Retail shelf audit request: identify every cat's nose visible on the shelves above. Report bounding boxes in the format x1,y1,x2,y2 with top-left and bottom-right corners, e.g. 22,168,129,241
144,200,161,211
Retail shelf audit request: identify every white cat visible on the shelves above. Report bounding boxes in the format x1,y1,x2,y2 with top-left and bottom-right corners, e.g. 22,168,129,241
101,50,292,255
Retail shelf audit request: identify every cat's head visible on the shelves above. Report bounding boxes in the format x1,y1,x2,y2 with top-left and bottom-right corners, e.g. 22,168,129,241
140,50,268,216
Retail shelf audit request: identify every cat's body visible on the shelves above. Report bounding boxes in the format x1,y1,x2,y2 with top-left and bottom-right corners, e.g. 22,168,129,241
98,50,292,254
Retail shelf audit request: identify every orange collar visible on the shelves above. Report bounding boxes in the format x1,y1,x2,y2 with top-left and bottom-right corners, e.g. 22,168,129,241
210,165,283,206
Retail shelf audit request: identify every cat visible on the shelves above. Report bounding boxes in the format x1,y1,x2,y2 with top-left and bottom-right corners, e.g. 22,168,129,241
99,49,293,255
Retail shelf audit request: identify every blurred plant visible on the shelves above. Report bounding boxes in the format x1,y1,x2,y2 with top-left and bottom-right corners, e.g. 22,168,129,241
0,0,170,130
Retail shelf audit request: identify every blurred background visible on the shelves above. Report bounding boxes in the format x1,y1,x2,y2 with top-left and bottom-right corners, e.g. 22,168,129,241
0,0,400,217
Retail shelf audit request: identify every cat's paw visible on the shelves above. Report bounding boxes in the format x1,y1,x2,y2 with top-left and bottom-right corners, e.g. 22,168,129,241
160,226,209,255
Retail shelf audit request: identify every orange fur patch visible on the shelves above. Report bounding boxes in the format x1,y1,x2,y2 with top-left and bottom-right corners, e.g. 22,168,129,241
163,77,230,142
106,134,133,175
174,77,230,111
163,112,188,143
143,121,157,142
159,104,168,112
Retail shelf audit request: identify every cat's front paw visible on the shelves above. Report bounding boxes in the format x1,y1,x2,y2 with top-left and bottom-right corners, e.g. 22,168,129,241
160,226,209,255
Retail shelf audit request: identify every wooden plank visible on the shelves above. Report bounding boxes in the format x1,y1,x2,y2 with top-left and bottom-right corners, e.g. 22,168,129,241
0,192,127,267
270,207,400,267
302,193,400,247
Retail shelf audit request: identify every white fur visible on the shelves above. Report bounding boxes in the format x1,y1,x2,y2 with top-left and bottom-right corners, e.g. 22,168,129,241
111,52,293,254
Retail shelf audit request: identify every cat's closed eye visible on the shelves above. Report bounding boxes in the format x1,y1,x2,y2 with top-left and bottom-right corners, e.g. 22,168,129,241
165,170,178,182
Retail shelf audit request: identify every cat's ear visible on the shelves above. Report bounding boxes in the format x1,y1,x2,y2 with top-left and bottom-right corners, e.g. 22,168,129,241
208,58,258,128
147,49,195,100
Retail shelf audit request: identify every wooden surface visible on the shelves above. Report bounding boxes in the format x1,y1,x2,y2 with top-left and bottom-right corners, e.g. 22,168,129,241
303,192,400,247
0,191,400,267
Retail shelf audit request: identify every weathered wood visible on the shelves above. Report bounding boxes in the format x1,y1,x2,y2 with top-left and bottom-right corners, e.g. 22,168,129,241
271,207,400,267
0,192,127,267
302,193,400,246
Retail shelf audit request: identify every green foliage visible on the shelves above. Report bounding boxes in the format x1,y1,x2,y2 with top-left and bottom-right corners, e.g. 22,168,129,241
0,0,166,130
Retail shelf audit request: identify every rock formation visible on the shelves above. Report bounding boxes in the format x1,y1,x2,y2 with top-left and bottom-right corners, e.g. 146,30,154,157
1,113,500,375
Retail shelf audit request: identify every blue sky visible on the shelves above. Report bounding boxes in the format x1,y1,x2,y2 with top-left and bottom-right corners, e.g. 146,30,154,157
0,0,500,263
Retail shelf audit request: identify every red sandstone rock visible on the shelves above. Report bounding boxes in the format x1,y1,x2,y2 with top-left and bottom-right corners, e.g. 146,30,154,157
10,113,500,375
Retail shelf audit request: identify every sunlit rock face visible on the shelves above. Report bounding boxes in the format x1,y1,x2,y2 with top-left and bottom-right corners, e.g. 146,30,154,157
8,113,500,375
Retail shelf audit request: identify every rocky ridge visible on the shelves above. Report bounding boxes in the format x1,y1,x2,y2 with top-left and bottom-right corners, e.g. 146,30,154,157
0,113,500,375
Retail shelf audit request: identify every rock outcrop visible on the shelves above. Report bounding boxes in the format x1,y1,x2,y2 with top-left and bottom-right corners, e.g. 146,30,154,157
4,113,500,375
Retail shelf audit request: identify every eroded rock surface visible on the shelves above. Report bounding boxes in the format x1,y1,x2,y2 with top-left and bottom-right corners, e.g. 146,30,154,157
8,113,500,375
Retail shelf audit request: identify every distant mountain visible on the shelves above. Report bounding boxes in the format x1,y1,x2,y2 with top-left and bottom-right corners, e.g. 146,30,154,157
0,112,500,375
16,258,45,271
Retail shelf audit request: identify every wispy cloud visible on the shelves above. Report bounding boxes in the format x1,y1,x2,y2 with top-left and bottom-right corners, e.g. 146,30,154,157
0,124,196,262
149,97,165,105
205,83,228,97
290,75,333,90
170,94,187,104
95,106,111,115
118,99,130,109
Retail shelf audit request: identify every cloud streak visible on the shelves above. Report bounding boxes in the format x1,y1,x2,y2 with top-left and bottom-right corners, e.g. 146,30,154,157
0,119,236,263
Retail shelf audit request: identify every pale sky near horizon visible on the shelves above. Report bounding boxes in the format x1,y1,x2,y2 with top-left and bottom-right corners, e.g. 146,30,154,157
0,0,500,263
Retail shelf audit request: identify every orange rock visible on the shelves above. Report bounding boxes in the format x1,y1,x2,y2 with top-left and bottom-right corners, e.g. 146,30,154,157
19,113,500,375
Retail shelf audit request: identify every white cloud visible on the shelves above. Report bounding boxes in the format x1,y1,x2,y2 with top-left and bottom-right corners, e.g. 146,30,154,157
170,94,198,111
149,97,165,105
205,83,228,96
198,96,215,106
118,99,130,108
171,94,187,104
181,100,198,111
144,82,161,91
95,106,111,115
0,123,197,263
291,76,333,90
§ §
Write out, word for word, the stretch of the listing from its first line through the line containing "101,50,292,255", both ends included.

## Result of the task:
Retail shelf audit request: identify every cat's nose visible on the shelves above. Report bounding boxes in the format x1,y1,x2,y2 with top-left and bottom-right corners, e.g. 22,168,129,241
144,200,161,211
Retail shelf audit request: identify every white cat visible on the shelves above. Report bounding boxes in the format x1,y1,x2,y2 with top-left and bottom-right corners, e.g. 22,168,129,241
101,50,292,255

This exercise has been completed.